Exercise:
From the line that holds "dark monument tower -> masks, each instance" to the last line of the data, copy everything exactly; leave out all the rest.

--- START Task data ---

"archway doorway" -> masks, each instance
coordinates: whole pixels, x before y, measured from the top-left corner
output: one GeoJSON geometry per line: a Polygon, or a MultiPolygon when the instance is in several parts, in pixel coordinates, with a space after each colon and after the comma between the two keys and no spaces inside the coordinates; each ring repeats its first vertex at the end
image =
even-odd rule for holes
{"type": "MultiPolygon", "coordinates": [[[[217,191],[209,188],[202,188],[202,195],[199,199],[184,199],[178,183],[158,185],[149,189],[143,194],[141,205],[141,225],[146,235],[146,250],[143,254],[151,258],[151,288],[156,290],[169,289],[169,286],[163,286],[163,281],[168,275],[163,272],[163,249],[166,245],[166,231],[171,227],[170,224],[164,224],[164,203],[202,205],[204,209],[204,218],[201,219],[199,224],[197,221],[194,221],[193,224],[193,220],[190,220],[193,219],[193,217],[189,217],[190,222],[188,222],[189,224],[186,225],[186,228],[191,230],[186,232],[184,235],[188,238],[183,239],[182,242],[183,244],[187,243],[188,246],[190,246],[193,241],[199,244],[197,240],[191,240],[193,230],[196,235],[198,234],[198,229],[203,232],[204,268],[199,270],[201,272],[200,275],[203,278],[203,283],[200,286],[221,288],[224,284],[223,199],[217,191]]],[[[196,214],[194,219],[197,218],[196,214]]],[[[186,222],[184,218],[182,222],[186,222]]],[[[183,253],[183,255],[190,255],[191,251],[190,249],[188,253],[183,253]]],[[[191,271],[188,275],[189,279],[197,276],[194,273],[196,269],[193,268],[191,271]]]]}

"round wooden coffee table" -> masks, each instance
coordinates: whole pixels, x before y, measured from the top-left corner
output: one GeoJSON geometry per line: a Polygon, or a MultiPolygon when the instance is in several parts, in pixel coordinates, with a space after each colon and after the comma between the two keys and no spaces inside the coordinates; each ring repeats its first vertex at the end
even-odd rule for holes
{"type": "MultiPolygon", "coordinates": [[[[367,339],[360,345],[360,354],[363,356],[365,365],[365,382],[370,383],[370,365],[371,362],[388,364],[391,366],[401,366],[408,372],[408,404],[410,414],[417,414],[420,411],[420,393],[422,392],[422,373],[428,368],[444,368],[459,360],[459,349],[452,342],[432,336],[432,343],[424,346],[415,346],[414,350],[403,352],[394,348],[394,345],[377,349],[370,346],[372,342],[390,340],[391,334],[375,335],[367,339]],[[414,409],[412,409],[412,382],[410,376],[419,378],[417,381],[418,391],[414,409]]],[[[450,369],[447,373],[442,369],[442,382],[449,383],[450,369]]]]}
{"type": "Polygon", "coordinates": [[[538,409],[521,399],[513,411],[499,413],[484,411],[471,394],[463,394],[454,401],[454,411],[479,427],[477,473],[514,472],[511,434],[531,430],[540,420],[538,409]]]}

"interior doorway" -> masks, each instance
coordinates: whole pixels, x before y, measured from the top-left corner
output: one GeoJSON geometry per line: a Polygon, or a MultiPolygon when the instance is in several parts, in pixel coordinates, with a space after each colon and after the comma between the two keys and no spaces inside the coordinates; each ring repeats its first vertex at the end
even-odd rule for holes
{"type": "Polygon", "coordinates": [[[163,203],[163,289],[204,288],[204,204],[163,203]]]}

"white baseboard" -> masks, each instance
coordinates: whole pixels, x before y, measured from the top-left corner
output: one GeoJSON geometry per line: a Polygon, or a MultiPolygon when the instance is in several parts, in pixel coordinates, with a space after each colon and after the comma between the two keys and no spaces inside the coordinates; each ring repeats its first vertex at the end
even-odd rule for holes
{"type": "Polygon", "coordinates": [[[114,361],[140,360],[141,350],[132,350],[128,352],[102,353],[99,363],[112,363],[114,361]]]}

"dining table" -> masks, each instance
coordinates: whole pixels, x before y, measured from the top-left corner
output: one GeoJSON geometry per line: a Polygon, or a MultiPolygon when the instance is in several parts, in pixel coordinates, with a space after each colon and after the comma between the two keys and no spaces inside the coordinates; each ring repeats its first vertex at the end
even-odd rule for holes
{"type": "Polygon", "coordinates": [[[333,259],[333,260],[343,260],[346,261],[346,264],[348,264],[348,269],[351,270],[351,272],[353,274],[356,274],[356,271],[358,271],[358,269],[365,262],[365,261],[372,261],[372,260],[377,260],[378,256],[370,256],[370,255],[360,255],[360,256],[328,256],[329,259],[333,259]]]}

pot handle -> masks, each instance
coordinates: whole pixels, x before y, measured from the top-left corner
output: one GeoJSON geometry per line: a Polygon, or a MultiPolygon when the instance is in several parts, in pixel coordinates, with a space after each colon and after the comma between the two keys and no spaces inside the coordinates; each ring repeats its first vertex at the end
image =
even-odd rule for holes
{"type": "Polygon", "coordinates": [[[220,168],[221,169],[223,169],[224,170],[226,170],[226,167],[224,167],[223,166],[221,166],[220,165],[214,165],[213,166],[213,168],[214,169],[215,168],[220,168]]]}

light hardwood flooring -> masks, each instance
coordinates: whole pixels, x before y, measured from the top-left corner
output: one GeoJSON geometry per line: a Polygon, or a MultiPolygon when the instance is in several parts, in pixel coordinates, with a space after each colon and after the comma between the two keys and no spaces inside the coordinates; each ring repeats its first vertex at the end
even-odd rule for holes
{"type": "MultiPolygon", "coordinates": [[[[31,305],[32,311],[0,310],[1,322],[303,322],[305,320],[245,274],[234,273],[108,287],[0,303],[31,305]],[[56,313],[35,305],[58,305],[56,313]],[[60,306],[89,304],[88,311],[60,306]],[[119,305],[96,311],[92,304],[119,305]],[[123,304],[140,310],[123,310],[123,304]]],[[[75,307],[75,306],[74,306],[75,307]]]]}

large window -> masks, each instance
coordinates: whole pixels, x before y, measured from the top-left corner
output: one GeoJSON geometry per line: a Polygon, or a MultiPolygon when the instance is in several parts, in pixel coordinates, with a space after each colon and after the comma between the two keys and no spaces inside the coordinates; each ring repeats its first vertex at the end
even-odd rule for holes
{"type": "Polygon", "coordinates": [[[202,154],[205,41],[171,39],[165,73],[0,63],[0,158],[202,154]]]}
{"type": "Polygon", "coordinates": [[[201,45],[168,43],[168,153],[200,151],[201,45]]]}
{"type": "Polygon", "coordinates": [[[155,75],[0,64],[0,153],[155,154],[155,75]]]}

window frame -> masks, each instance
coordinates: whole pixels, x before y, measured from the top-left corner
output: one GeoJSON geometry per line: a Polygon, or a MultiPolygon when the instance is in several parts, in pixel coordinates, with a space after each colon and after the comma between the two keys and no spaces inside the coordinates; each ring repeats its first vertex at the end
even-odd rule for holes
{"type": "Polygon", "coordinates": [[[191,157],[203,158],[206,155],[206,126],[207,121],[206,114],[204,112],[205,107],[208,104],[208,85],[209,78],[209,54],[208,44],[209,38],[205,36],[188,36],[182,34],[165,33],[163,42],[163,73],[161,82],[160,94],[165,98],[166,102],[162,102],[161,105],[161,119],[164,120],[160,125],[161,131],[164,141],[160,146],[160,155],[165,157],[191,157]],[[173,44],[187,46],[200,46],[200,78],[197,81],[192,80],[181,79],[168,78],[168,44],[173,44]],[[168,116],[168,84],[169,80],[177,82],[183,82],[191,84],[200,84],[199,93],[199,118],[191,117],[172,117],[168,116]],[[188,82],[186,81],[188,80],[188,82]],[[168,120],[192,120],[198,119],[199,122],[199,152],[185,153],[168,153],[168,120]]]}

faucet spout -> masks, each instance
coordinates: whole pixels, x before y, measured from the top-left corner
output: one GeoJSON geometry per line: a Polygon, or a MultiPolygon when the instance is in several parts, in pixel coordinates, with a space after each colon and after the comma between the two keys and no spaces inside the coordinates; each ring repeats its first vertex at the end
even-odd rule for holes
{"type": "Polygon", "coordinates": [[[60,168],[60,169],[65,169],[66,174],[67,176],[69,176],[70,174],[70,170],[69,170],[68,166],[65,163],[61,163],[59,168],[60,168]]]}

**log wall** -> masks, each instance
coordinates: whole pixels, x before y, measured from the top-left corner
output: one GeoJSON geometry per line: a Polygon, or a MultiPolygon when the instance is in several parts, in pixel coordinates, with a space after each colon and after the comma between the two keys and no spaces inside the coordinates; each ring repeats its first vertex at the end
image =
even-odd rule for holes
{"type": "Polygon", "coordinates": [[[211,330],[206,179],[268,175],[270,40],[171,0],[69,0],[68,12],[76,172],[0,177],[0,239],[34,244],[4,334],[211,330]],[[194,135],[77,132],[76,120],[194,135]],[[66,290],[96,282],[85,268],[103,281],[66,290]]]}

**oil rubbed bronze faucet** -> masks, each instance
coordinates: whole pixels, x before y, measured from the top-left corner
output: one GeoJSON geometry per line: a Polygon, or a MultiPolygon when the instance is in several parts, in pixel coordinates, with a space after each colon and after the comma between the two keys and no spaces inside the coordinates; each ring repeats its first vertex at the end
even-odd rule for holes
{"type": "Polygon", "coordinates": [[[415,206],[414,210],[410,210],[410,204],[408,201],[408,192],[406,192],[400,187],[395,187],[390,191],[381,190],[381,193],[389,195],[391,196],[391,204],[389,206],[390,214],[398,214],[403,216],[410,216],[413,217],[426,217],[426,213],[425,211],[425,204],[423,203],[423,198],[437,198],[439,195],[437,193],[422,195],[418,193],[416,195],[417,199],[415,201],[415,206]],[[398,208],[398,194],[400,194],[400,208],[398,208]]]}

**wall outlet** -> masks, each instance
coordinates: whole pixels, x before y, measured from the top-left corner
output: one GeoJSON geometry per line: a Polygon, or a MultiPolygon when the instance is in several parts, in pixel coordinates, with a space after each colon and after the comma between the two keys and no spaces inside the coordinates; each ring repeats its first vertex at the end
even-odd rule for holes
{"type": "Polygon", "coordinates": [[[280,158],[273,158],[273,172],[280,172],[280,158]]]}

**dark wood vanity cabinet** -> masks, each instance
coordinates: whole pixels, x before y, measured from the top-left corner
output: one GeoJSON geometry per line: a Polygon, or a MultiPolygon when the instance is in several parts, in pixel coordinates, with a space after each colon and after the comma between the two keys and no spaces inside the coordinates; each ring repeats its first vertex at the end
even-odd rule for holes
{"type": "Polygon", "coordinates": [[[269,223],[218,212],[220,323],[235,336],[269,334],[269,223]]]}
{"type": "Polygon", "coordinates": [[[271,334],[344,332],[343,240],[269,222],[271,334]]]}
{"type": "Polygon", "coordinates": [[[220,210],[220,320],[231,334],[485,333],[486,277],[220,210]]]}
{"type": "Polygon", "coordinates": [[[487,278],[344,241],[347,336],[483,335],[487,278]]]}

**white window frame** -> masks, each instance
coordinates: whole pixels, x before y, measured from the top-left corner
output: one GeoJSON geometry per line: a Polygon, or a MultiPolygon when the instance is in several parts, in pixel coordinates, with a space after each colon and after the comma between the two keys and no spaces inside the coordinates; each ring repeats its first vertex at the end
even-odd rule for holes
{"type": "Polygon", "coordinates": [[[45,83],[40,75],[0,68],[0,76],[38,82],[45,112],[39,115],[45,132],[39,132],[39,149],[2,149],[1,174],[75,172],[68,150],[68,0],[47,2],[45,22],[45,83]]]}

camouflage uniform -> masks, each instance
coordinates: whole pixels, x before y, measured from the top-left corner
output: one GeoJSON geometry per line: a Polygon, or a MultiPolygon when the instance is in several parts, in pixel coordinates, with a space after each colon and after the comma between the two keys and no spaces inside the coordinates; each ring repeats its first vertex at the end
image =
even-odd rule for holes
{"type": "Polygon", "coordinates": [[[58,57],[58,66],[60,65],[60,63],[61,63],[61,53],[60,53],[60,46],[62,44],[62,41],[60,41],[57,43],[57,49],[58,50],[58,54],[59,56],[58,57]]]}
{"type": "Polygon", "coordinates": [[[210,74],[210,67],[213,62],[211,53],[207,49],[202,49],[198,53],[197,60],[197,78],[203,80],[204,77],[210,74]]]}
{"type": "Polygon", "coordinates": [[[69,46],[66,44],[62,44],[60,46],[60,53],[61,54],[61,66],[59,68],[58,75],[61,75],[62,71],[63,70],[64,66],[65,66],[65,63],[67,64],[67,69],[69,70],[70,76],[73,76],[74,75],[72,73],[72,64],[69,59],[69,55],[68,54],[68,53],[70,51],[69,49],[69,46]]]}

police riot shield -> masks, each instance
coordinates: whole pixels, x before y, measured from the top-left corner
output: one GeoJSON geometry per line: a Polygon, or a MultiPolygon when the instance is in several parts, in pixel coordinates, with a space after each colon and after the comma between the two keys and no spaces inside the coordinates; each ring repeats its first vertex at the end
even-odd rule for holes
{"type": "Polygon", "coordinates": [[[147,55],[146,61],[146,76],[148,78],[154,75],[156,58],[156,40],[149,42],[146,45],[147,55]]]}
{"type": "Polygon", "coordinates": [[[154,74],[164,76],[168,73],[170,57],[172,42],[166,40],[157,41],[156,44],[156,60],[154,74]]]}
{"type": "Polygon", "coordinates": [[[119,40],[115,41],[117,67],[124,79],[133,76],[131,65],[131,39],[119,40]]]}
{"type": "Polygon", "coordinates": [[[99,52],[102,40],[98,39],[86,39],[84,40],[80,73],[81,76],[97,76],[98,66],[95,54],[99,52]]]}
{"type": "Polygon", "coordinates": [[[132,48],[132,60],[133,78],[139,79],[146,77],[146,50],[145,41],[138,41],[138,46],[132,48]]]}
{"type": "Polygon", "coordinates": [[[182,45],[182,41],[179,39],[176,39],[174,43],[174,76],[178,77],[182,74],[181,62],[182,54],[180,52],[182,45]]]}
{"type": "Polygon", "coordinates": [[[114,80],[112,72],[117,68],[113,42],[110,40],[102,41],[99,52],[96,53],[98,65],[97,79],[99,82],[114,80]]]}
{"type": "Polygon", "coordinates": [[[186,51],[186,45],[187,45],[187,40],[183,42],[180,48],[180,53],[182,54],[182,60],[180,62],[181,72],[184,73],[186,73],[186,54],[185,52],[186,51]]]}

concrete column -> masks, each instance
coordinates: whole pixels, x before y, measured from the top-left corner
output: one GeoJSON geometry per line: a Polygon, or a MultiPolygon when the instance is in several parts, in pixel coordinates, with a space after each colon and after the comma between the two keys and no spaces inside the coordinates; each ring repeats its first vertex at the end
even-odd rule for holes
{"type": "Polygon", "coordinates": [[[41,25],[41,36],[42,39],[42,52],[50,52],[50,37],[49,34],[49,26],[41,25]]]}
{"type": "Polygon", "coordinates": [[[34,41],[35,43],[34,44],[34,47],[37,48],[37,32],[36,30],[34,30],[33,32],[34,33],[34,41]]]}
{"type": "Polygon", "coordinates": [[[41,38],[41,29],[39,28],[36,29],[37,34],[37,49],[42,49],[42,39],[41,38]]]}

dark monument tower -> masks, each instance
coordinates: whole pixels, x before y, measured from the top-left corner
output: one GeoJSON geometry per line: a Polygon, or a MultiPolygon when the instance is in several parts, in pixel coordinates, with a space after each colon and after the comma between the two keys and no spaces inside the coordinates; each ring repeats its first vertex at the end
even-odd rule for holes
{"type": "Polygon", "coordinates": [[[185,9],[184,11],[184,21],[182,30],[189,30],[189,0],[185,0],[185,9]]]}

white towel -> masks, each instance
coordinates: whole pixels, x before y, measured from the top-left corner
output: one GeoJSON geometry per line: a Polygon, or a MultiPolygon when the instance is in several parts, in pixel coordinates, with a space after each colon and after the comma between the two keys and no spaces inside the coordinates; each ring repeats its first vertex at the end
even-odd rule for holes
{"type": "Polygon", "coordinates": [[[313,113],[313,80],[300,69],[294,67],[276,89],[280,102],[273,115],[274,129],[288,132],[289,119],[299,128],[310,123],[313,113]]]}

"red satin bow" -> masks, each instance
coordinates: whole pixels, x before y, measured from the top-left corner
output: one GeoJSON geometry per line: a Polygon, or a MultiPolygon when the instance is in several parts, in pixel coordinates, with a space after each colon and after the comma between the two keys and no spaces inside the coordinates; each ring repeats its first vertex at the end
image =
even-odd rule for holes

--- END Task data ---

Result of the task:
dark monument tower -> masks, each instance
coordinates: whole pixels, x before y, measured from the top-left corner
output: one GeoJSON geometry per line: a Polygon, or a MultiPolygon when the instance is in several parts, in pixel coordinates, with a space after each colon and after the comma between the two keys and no spaces inside the coordinates; each ring repeats its first vertex at the end
even-odd rule for holes
{"type": "Polygon", "coordinates": [[[185,9],[184,11],[184,21],[182,30],[189,30],[189,0],[185,0],[185,9]]]}

white towel -> masks, each instance
coordinates: whole pixels, x before y, measured from the top-left corner
output: one GeoJSON geometry per line: a Polygon, or a MultiPolygon when the instance is in several parts, in pixel coordinates, with a space after each colon and after the comma between the two keys and no spaces inside the coordinates; each ring repeats its first vertex at the end
even-odd rule for holes
{"type": "Polygon", "coordinates": [[[313,113],[313,80],[300,69],[294,67],[276,89],[280,102],[273,115],[274,129],[288,132],[289,119],[299,128],[310,123],[313,113]]]}

"red satin bow" -> masks, each instance
coordinates: whole pixels, x before y, measured from the top-left corner
output: one GeoJSON geometry per line: a Polygon, or a MultiPolygon when the instance is in several parts, in pixel coordinates, with a space after each colon and after the comma between the two keys and no spaces inside the coordinates; each ring repeats its first vertex at the end
image =
even-odd rule for holes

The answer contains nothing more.